Mais de uma década depois da edição da Lei 11.101/05 (“Lei de Recuperação e Falência”), a jurisprudência brasileira ainda não definiu posição uniforme no que se refere à disciplina dos débitos tributários de empresas em recuperação judicial, o que recentemente ficou refletido em decisão proferida, no dia 27 de abril de 2017, pelo Juízo da 2ª Vara de Falências e Recuperação Judicial de São Paulo/SP no âmbito da recuperação judicial do Grupo Gep, titular das marcas Luigi Bertolli, Emme e Cori (Processo n.º 1007989-75.2016.8.26.0100).
Na decisão, o juiz Marcelo Barbosa Sacramone condicionou a manutenção da homologação do plano de recuperação judicial, já aprovado pela assembleia geral de credores, à apresentação de certidões negativas de débitos tributários, ressalvando que “às recuperandas, deverá ser permitida a adoção do melhor parcelamento existente”, o que configura novo entendimento judicial sobre a matéria.
Antes da edição da Lei 13.043/14, que estabeleceu, no âmbito federal, o regime de parcelamento dos débitos tributários das empresas em recuperação judicial, consolidou-se posicionamento jurisprudencial no sentido da inexigibilidade da apresentação de certidões negativas de débitos tributários para fins de concessão judicial da recuperação, sobretudo a partir do julgamento do Recurso Especial n.º 1.187.404/MT pela Corte Especial do Superior Tribunal de Judicial, em junho de 2013, a despeito da previsão expressa do artigo 57 da Lei 11.101/05 e do artigo 191-A do Código Tributário Nacional. 1/2
No julgamento do referido recurso especial, o Superior Tribunal de Justiça entendeu que a situação de regularidade fiscal seria garantida pelo direito da empresa em recuperação judicial ao parcelamento tributário, de modo que o descumprimento da exigência do artigo 57 da Lei de Recuperação e Falência seria decorrente da ausência, à época, de legislação específica que disciplinasse o parcelamento em sede de recuperação judicial, de modo que, enquanto não suprida a inércia do legislador, seriam inexigíveis as certidões negativas de débitos fiscais para fins de homologação do plano de recuperação judicial.

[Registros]
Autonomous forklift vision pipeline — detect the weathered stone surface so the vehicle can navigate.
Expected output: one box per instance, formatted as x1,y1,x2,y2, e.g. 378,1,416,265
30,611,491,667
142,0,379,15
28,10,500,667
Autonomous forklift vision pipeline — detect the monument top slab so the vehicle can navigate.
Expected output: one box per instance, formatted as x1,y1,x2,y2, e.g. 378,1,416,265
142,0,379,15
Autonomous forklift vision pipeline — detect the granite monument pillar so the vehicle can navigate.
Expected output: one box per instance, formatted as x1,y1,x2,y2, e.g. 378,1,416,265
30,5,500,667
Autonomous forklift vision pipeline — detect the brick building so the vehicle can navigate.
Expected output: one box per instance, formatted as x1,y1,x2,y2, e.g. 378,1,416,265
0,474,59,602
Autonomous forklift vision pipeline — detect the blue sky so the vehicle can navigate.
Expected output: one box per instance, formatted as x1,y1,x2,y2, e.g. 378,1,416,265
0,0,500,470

--- Tarefa do exercício 1 ---
Reproduza sem alterações o trecho do texto sobre recuperação judicial que vai de "Mais de uma" até "(Processo n.º 1007989-75.2016.8.26.0100).", incluindo este último.
--- Tarefa do exercício 2 ---
No texto sobre recuperação judicial, qual juiz condicionou a manutenção da homologação do plano à apresentação de certidões negativas de débitos tributários?

--- Resposta do exercício 1 ---
Mais de uma década depois da edição da Lei 11.101/05 (“Lei de Recuperação e Falência”), a jurisprudência brasileira ainda não definiu posição uniforme no que se refere à disciplina dos débitos tributários de empresas em recuperação judicial, o que recentemente ficou refletido em decisão proferida, no dia 27 de abril de 2017, pelo Juízo da 2ª Vara de Falências e Recuperação Judicial de São Paulo/SP no âmbito da recuperação judicial do Grupo Gep, titular das marcas Luigi Bertolli, Emme e Cori (Processo n.º 1007989-75.2016.8.26.0100).

--- Resposta do exercício 2 ---
O juiz Marcelo Barbosa Sacramone.